## Brief
Copy the data from the line that contains "Note: mark the girl's ear" to its last line, exactly, including both of those lines and leaving out everything before.

## Data
--- START ---

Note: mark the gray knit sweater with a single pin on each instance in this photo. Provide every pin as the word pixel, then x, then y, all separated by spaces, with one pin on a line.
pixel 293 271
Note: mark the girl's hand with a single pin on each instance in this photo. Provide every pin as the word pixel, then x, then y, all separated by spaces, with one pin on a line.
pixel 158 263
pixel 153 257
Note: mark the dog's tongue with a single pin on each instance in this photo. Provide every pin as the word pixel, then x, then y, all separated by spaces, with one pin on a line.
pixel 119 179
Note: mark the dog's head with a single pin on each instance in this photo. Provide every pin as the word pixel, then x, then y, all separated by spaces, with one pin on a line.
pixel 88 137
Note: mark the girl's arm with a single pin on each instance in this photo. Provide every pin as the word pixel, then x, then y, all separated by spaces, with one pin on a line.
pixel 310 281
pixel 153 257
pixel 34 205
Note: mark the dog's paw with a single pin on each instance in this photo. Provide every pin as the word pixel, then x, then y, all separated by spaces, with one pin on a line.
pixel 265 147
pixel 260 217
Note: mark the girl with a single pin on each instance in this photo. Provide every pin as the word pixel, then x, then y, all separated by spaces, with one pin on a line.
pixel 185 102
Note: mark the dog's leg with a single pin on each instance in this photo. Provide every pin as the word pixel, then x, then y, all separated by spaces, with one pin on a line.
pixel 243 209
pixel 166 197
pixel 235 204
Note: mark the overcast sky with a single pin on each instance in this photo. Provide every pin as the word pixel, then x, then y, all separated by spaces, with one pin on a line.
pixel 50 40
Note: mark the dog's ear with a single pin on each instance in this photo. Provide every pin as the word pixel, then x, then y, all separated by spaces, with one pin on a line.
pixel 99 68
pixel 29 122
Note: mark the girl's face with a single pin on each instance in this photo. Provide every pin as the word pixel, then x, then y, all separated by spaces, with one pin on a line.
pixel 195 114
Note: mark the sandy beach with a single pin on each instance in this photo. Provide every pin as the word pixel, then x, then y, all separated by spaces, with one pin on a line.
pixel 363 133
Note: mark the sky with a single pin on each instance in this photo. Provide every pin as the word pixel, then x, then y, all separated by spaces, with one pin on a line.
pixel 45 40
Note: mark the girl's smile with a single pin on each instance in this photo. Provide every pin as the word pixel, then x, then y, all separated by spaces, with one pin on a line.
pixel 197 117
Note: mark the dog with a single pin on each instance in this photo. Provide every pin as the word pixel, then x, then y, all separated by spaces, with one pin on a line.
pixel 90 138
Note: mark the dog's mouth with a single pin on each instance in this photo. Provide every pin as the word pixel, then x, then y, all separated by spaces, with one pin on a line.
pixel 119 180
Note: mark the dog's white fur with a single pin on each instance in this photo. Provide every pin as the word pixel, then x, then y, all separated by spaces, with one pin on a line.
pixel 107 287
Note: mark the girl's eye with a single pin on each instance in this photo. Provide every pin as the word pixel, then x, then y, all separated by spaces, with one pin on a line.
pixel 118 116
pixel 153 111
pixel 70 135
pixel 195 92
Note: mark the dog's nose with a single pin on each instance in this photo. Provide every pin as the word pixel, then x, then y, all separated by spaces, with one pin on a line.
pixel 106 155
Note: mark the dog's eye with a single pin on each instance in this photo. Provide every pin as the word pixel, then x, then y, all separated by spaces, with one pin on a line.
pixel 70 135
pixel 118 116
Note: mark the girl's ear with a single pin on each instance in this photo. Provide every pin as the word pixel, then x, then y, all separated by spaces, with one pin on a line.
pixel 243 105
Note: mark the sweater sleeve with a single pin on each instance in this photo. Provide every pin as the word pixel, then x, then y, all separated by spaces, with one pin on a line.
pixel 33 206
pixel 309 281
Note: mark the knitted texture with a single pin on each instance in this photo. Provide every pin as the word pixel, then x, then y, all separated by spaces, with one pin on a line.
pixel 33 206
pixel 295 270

--- END ---

## Task solution
Note: mark the girl's ear with a single pin on each instance in this photo. Provide every pin as the word pixel, then x, then y, all separated by spaces, with one pin on a line.
pixel 243 105
Note: mark the sweater sleeve with a single pin on each instance in this photo. Provide every pin as the word pixel, then x, then y, all separated by spaces, with one pin on a line.
pixel 33 206
pixel 309 281
Note: mark the knitted texture with a single pin on each instance in this photo. Provide every pin as the word pixel, then x, then y, all separated by spaces, with one pin on a line.
pixel 33 206
pixel 295 270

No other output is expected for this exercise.